What is being asked: Copy out all of the data exactly as it appears.

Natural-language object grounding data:
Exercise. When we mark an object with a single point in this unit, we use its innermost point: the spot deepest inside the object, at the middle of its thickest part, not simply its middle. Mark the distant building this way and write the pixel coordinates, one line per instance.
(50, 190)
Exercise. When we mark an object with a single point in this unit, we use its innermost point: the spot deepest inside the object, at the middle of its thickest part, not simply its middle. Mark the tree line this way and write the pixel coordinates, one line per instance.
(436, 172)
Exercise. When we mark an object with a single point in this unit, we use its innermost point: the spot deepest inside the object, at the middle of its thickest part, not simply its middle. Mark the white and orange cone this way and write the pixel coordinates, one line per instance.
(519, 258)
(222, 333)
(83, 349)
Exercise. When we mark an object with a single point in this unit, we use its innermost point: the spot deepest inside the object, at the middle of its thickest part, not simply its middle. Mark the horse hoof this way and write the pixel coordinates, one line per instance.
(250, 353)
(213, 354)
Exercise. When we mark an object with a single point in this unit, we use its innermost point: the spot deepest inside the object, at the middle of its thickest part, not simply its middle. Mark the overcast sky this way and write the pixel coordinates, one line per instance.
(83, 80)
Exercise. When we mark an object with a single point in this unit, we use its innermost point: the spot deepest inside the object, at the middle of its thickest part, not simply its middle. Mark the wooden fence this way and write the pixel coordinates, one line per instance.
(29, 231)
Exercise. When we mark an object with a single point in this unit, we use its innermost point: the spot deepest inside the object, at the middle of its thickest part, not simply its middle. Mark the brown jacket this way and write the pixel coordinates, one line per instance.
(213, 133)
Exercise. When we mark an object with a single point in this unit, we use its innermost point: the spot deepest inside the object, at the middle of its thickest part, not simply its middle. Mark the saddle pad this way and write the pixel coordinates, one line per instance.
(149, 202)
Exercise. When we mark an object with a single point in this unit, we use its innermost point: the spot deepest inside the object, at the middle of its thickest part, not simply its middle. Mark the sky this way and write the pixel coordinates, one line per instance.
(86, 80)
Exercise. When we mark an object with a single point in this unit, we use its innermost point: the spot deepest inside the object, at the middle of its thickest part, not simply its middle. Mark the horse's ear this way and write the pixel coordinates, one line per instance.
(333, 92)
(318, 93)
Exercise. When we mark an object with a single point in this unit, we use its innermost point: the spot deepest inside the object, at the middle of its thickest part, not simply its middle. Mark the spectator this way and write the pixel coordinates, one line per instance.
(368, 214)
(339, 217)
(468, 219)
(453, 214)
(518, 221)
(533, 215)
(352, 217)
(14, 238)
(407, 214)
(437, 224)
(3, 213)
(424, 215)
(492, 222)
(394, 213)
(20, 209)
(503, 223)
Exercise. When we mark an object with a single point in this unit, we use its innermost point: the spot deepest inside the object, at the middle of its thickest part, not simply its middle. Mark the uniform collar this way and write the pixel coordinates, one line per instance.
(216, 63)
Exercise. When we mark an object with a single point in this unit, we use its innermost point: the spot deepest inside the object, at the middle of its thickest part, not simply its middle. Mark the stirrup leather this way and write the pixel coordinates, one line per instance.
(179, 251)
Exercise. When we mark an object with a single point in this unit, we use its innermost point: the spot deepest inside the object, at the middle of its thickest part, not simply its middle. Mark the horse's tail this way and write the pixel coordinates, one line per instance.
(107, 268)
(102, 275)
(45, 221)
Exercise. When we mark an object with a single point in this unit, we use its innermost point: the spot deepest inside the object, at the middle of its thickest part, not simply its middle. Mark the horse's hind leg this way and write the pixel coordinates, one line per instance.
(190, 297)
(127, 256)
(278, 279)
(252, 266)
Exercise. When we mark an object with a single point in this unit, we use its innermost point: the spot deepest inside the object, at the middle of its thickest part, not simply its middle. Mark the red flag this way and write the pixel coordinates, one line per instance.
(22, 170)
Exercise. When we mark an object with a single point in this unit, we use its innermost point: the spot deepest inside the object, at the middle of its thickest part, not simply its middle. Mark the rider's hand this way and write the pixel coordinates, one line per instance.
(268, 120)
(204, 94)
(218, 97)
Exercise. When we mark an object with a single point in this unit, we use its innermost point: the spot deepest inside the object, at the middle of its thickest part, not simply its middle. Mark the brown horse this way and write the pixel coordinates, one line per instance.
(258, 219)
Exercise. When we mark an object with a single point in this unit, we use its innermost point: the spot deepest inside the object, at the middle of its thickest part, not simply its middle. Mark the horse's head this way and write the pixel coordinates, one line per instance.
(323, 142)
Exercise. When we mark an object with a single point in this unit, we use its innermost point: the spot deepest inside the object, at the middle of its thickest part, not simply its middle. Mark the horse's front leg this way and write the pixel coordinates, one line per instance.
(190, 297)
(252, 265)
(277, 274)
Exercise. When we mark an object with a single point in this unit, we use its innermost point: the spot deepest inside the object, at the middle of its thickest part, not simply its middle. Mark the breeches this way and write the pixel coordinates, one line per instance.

Response to the task:
Exercise. When we mark an object with a single point in this unit, we use its innermost point: the spot deepest inside the object, at the middle of its thickest part, not simply its middle. Mark the distant building this way and write the pixel coordinates, one line per instance.
(50, 190)
Exercise. When we mark an object with a single point in this unit, we use its innermost point: the spot deepest inside the object, at the middle of its thickest part, not simply its middle. Mark the tree line this way and write the pixel coordinates, one line per instance.
(436, 172)
Exercise. When we mark an object with a single point in this unit, we use its innermost point: the spot deepest inside the object, at the middle of its thickest part, not simply its middle. Mark the white and orange cone this way and write the pixel coordinates, one line per instance.
(519, 258)
(222, 333)
(83, 349)
Exercise. When we mark an object with a single point in this unit, we use its innermost point: the spot deepest inside the object, at the middle of its thickest part, not simply its middle. Mark the horse hoof this way and write the pixel coordinates, one line per instance.
(250, 353)
(213, 354)
Exercise. When we mark an object with a single point in this unit, we use its innermost point: the spot deepest inside the object, at the middle of its thickest part, not simply its middle. Mark the overcast sky this way and write the pixel coordinates, one line per instance.
(83, 80)
Exercise. When we mark an object with a single point in this unit, we use its innermost point: the spot deepest inside the object, at the middle of its thickest part, not simply its middle. Mark the wooden fence this way and write the pixel coordinates, one line per instance.
(29, 231)
Exercise. When we mark an object with a single point in this unit, we use its innermost point: the spot deepest inside the object, at the middle of its thickest part, not simply its middle. Mark the brown jacket this way and write the pixel coordinates, one line per instance.
(213, 133)
Exercise. When we mark an object with a single point in this unit, we use its innermost point: the spot deepest inside the object, at the middle of its thickest part, not simply its middle. Mark the saddle pad this way and write the pixel coordinates, one line per instance.
(149, 202)
Exercise. When we mark an object with a single point in this unit, we use its innermost point: the spot deepest inside the object, at the middle of its thickest part, not simply its middle. Mark the sky this way and write the pixel coordinates, one line per instance.
(86, 80)
Exercise. When we mark an object with a single point in this unit, we use its innermost point: the spot deepest inside the object, at the middle of its thickest part, not simply its middle. Mark the horse's ear this way and write the pixel coordinates, one line per instance.
(333, 92)
(318, 93)
Exercise. When we mark an object with a single point in this unit, we use its innermost point: the spot deepest inside the object, at the middle of its thickest part, not simply its middle. Mark the spectator this way and write the pixel coordinates, one line per instance.
(368, 214)
(339, 217)
(468, 219)
(453, 214)
(518, 221)
(533, 215)
(352, 217)
(14, 238)
(407, 214)
(437, 224)
(3, 213)
(424, 215)
(492, 222)
(394, 213)
(20, 209)
(503, 223)
Exercise. When we mark an object with a single point in this unit, we use its innermost point: the spot deepest inside the object, at the middle of its thickest part, not simply its middle. Mark the uniform collar this way and write the pixel coordinates, one line per instance.
(216, 63)
Exercise. When we mark an object with a single point in this unit, we use its innermost point: the spot deepest inside the object, at the middle of its thickest part, not simply its middle. Mark the stirrup leather this way and write the pixel coordinates, one line per instance.
(179, 251)
Exercise. When we mark an object with a single point in this unit, we use its innermost point: the spot deepest inside the object, at the middle of its thickest part, not simply its middle. Mark the horse's tail this way and write the pixel coordinates, one line per instance.
(107, 268)
(102, 275)
(45, 221)
Exercise. When we mark an object with a single point in this unit, we use its innermost point: the spot deepest inside the object, at the middle of its thickest part, not simply its middle. Mark the horse's hind leg this way and write the pixel coordinates, one line per instance.
(190, 297)
(127, 256)
(278, 279)
(252, 266)
Exercise. When we mark an object with a single point in this unit, we use its innermost point: the spot deepest inside the object, at the middle of its thickest part, not simply its middle. Mark the red flag this way and write the pixel coordinates, one line per instance.
(22, 170)
Exercise. When we mark an object with a single point in this unit, we use its innermost point: the spot deepest inside the object, at the middle of its thickest part, not simply its middle. Mark the rider's hand this way and write the pixel coordinates, one line per instance.
(268, 120)
(204, 94)
(218, 97)
Exercise. When we mark an object with a single point in this unit, we use its innermost point: the spot deepest inside the object, at the middle of its thickest part, not simply its middle. Mark the brown horse this way and write the pixel coordinates, one line per instance.
(258, 219)
Exercise. When we mark an object with a single point in this unit, we use its innermost point: the spot deepest inside the object, at the middle of its thickest part, not simply its middle. Mark the horse's head this way and write the pixel coordinates, one line per instance.
(323, 142)
Exercise. When we mark an object with a single point in this unit, we use its innermost point: the spot deepest inside the object, at the middle of its thickest part, not simply its middle. Mark the horse's front leg this way and write the pixel coordinates, one line per instance.
(190, 297)
(252, 265)
(277, 274)
Exercise. When we mark an object with a single point in this unit, we use its innermost point: the spot deepest inside the object, at the middle of its thickest part, not simply its middle. Mark the breeches this way and write the pixel coordinates, one line per instance.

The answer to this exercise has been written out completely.